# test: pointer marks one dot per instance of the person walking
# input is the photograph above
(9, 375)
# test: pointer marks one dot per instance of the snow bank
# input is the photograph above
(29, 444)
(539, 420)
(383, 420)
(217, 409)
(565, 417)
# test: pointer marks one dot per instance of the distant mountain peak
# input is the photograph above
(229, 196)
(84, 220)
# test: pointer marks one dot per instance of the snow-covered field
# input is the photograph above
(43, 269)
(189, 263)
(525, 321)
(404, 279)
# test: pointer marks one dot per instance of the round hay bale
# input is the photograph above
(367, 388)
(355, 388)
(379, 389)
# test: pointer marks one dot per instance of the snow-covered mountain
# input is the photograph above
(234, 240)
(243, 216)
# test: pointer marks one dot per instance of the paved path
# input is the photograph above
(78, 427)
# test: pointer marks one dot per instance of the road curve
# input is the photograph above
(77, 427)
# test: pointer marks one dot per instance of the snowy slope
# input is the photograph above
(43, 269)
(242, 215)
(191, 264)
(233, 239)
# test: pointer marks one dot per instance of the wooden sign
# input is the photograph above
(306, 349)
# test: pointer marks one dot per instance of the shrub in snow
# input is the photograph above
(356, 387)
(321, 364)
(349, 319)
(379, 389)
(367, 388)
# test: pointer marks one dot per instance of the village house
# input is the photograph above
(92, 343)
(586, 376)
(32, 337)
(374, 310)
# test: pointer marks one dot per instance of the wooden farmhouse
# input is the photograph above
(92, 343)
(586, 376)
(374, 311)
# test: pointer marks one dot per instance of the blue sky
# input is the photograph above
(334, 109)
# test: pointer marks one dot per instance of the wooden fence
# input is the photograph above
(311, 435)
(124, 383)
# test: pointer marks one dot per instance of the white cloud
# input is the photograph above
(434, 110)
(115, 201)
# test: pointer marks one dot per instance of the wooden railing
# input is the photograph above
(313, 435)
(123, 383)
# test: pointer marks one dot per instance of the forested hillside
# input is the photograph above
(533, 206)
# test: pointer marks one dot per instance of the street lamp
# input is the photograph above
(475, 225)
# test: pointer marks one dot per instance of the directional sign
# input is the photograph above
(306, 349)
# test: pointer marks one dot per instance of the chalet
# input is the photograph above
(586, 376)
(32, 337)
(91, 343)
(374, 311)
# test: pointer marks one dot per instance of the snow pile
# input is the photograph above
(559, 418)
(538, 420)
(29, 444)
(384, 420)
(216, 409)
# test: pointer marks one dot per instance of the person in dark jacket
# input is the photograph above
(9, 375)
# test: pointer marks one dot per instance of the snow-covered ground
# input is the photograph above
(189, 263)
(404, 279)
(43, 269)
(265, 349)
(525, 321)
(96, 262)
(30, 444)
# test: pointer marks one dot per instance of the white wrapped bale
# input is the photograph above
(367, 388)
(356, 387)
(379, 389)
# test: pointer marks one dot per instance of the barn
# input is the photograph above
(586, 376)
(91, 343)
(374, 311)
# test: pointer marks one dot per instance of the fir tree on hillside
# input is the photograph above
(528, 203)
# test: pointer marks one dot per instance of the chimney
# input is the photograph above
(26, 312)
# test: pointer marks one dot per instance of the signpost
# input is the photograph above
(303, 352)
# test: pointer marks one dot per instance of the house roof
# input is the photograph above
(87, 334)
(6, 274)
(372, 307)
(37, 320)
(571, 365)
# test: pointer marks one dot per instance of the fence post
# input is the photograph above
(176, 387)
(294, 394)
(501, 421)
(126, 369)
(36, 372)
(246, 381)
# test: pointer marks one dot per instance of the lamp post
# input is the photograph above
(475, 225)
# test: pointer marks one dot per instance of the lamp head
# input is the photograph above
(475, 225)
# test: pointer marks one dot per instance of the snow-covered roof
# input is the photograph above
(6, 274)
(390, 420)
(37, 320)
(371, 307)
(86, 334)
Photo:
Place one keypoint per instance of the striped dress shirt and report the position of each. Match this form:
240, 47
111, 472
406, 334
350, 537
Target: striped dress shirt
········
◆ CHALLENGE:
Express the entries above as a JSON list of strings, one string per line, leaving out any blank lines.

◆ RESULT FOR THIS EXERCISE:
[
  "# test: pointer marks one dot per instance of the person walking",
  "# input is the photograph above",
  "(9, 375)",
  "# test: pointer marks one dot per instance of the snow bank",
  "# input is the photograph above",
  "(29, 444)",
  "(539, 420)",
  "(383, 420)",
  "(217, 409)",
  "(565, 417)",
  "# test: pointer marks one dot per instance of the distant mountain peak",
  "# input is the photograph above",
  "(229, 196)",
  "(84, 220)",
  "# test: pointer marks one dot per instance of the snow-covered field",
  "# input is the photograph above",
  "(43, 269)",
  "(189, 263)",
  "(525, 321)",
  "(404, 279)",
  "# test: pointer marks one dot per instance of the round hay bale",
  "# input is the photograph above",
  "(367, 388)",
  "(355, 388)",
  "(379, 389)",
  "# test: pointer marks one dot per instance of the snow-covered mountain",
  "# input is the photograph above",
  "(234, 240)",
  "(243, 216)",
  "# test: pointer marks one dot per instance of the paved path",
  "# input is the photograph above",
  "(78, 427)",
  "# test: pointer marks one dot per instance of the road curve",
  "# input is the photograph above",
  "(77, 427)",
  "# test: pointer marks one dot per instance of the snowy slope",
  "# input is the photograph above",
  "(43, 269)",
  "(242, 215)",
  "(191, 264)",
  "(233, 239)",
  "# test: pointer marks one dot per instance of the wooden sign",
  "# input is the photograph above",
  "(306, 349)",
  "# test: pointer marks one dot per instance of the shrub in snow",
  "# input is the photograph above",
  "(356, 387)",
  "(321, 364)",
  "(349, 319)",
  "(379, 389)",
  "(367, 388)",
  "# test: pointer marks one dot per instance of the village house",
  "# input is the photograph above",
  "(92, 343)",
  "(586, 376)",
  "(32, 337)",
  "(374, 310)",
  "# test: pointer marks one dot per instance of the wooden farmhouse",
  "# input is the photograph above",
  "(92, 343)",
  "(586, 376)",
  "(374, 311)",
  "# test: pointer marks one dot per instance of the blue sky",
  "# input is the photograph above",
  "(334, 109)",
  "# test: pointer marks one dot per instance of the wooden fence",
  "# input is the photograph above",
  "(311, 435)",
  "(124, 383)",
  "# test: pointer marks one dot per instance of the white cloud",
  "# input is the photograph above",
  "(434, 110)",
  "(115, 201)",
  "# test: pointer marks one dot per instance of the wooden railing",
  "# input is the photograph above",
  "(313, 435)",
  "(123, 383)",
  "# test: pointer marks one dot per instance of the forested hillside",
  "# input is the photograph above",
  "(533, 206)",
  "# test: pointer marks one dot per instance of the street lamp",
  "# input is the photograph above",
  "(475, 225)",
  "# test: pointer marks one dot per instance of the directional sign",
  "# input is the photograph above",
  "(306, 349)",
  "# test: pointer marks one dot per instance of the chalet",
  "# input is the photograph above",
  "(586, 376)",
  "(32, 337)",
  "(91, 343)",
  "(374, 311)",
  "# test: pointer marks one dot per instance of the snow pile",
  "# input is the photograph above",
  "(559, 418)",
  "(538, 420)",
  "(29, 444)",
  "(384, 420)",
  "(216, 409)",
  "# test: pointer marks one dot per instance of the person in dark jacket",
  "# input is the photograph above",
  "(9, 375)",
  "# test: pointer marks one dot per instance of the snow-covered ground",
  "# input is the photograph above",
  "(189, 263)",
  "(404, 279)",
  "(43, 269)",
  "(265, 349)",
  "(525, 321)",
  "(96, 262)",
  "(30, 444)",
  "# test: pointer marks one dot per instance of the white wrapped bale",
  "# input is the photograph above",
  "(367, 388)",
  "(356, 387)",
  "(379, 389)",
  "# test: pointer marks one dot per instance of the barn",
  "# input is the photograph above",
  "(586, 376)",
  "(91, 343)",
  "(374, 311)",
  "# test: pointer marks one dot per instance of the fir tree on hillside",
  "# input is the photograph above",
  "(528, 203)",
  "# test: pointer marks one dot per instance of the chimney",
  "# input is the photograph above",
  "(26, 312)",
  "# test: pointer marks one dot per instance of the signpost",
  "# input is the photograph above",
  "(303, 352)",
  "# test: pointer marks one dot per instance of the house roof",
  "# input is the photograph above",
  "(87, 334)",
  "(6, 274)",
  "(372, 307)",
  "(37, 320)",
  "(571, 365)",
  "# test: pointer marks one dot per instance of the fence post",
  "# input is the photograph above",
  "(176, 387)",
  "(294, 394)",
  "(501, 421)",
  "(126, 369)",
  "(36, 372)",
  "(246, 381)",
  "# test: pointer marks one dot per instance of the lamp post",
  "# input is the photograph above",
  "(475, 225)",
  "# test: pointer marks one dot per instance of the lamp head",
  "# input is the photograph above",
  "(475, 225)",
  "# test: pointer marks one dot per instance of the snow-covered roof",
  "# input is the photograph above",
  "(6, 274)",
  "(390, 420)",
  "(37, 320)",
  "(371, 307)",
  "(86, 334)",
  "Photo:",
  "Place one keypoint per instance of the striped dress shirt and report the position of each. Match this form:",
  "240, 47",
  "111, 472",
  "406, 334",
  "350, 537",
  "Target: striped dress shirt"
]